Rewrite every entry below, changing "Could you please give" to "Please provide" wherever it occurs and keeping everything else the same. Omit the pictures from your version.

> [Entries supplied]:
§

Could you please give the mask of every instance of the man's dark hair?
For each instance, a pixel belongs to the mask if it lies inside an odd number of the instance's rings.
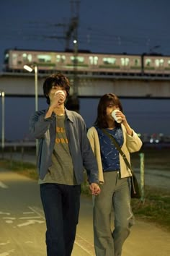
[[[118,106],[120,111],[122,112],[122,106],[118,97],[113,93],[104,94],[99,100],[97,107],[97,116],[94,123],[94,125],[99,128],[108,127],[106,119],[106,109],[109,104]],[[120,124],[116,122],[116,126],[119,127]]]
[[[50,104],[50,100],[48,94],[53,86],[60,86],[62,89],[66,90],[67,97],[69,96],[70,82],[68,79],[63,74],[53,74],[48,77],[43,84],[44,95],[47,99],[47,103]]]

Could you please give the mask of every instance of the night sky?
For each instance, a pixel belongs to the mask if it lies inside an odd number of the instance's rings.
[[[66,40],[56,38],[65,36],[75,7],[70,0],[1,0],[0,63],[6,48],[63,51]],[[169,9],[169,0],[80,0],[79,48],[170,55]]]

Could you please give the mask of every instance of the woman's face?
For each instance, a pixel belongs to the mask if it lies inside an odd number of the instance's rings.
[[[118,109],[120,110],[120,107],[118,105],[114,105],[112,103],[110,103],[107,108],[106,108],[106,114],[107,116],[110,119],[112,119],[112,120],[113,120],[113,118],[111,115],[112,112],[115,110],[115,109]]]

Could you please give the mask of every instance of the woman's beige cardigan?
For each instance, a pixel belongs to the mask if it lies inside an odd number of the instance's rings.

§

> [Response]:
Please provide the mask of every instance of the man's dark hair?
For each instance, a pixel belongs to the mask if it lies inside an odd number of the instance's rings.
[[[118,106],[120,111],[122,112],[122,106],[118,97],[113,93],[104,94],[99,100],[97,107],[97,116],[94,123],[94,125],[99,128],[108,127],[106,119],[106,109],[109,104]],[[120,124],[116,122],[116,126],[119,127]]]
[[[50,104],[50,100],[48,94],[53,86],[60,86],[62,89],[66,90],[67,97],[69,96],[70,82],[68,79],[63,74],[53,74],[48,77],[43,84],[44,95],[47,99],[47,103]]]

Please provide the mask of every instance of the night sky?
For each instance, a pixel belongs to the mask if it lies inside an odd number of the instance's rings.
[[[66,40],[56,38],[65,36],[75,7],[70,0],[1,0],[0,63],[6,48],[63,51]],[[169,9],[169,0],[80,0],[79,48],[170,55]]]

Please provide the mask of every instance of the woman's face?
For each instance, a pixel belongs to the mask if it lies inside an odd number of the instance's rings.
[[[118,109],[120,110],[120,107],[118,105],[114,105],[112,103],[110,103],[107,108],[106,108],[106,114],[107,116],[110,119],[112,119],[112,120],[113,120],[113,118],[111,115],[112,112],[115,110],[115,109]]]

Please provide the mask of every instance of the woman's beige cardigan?
For each instance, a pixel belongs to the mask if it lies inside an odd number of the instance's rings.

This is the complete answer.